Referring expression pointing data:

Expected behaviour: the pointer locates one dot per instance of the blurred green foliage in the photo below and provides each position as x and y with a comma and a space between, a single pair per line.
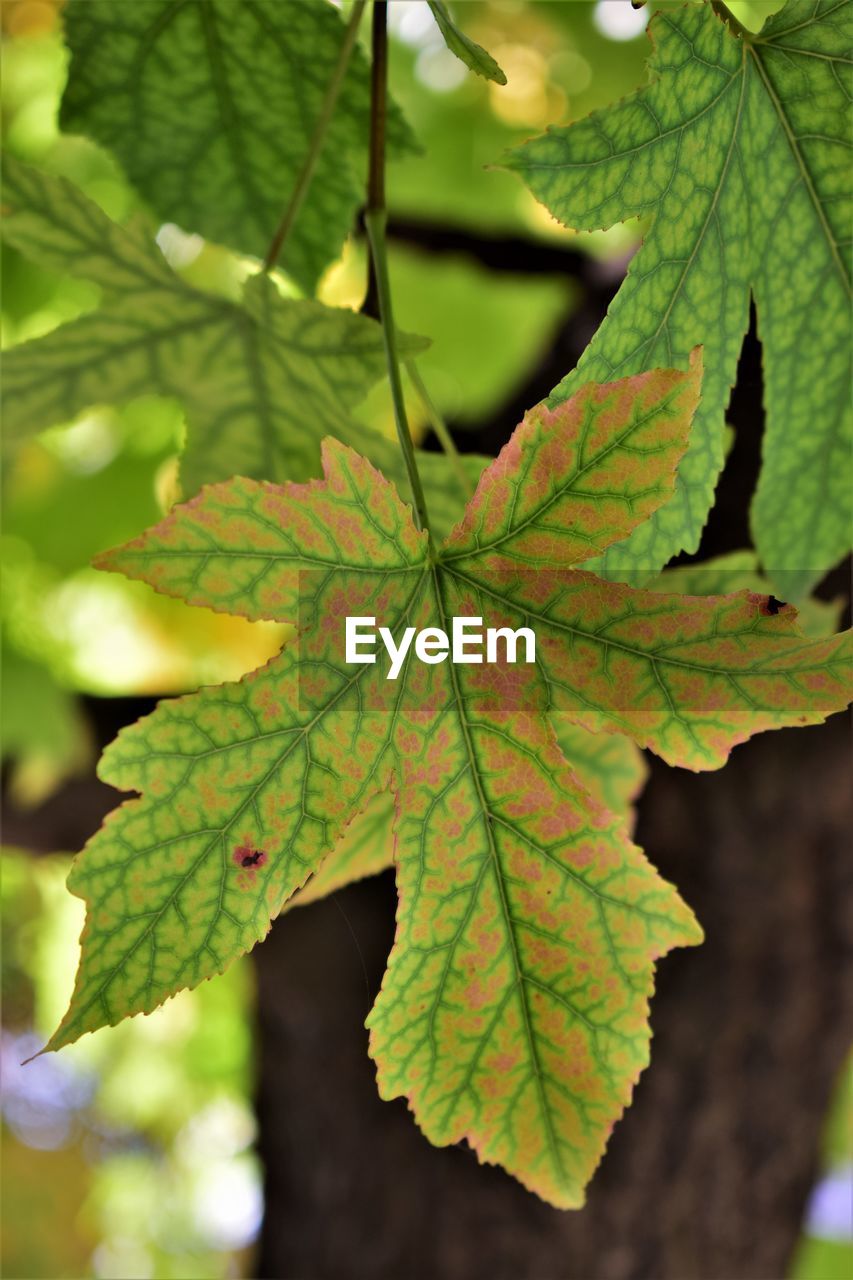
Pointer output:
129, 1155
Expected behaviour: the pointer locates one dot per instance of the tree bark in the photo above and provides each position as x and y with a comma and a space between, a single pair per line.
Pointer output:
707, 1175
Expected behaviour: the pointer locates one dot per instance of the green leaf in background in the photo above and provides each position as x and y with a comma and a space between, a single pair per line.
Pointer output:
210, 106
464, 48
261, 380
739, 150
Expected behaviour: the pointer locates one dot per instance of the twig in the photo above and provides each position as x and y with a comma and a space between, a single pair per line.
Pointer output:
318, 138
375, 219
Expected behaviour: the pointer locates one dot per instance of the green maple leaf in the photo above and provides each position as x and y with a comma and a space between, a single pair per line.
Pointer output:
261, 380
468, 51
609, 767
514, 1010
210, 108
739, 152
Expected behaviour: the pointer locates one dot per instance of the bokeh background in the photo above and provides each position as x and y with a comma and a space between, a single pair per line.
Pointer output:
236, 1132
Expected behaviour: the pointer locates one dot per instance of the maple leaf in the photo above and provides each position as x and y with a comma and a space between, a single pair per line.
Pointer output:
514, 1010
246, 83
739, 152
261, 380
609, 767
474, 56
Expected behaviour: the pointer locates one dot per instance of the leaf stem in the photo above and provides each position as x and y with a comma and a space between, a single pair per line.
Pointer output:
318, 138
437, 423
374, 219
725, 13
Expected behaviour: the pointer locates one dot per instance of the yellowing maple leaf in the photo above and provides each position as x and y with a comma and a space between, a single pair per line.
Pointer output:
514, 1011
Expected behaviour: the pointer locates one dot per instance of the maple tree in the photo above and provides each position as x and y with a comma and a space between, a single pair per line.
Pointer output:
514, 1011
738, 151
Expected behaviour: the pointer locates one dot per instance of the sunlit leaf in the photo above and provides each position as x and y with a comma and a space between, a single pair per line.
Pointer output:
210, 108
474, 56
739, 152
515, 1008
261, 380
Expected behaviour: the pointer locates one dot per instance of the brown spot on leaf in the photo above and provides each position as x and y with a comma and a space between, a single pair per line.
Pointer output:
246, 856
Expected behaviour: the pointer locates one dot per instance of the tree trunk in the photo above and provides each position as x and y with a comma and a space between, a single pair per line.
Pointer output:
708, 1173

#### [Task requirements]
If a line of the data contains "background", copy it out.

#### [Response]
Expected behaviour: the pointer locates one dot per instance of the green leaf in background in the photo above and provides each position as x and y with a comma and a space between, a single pair per line.
Expected behaviour: the pointer locates one dot per instance of the bokeh background in the photo above and provides each position as x and y with a comma and a space between, a single pair per line.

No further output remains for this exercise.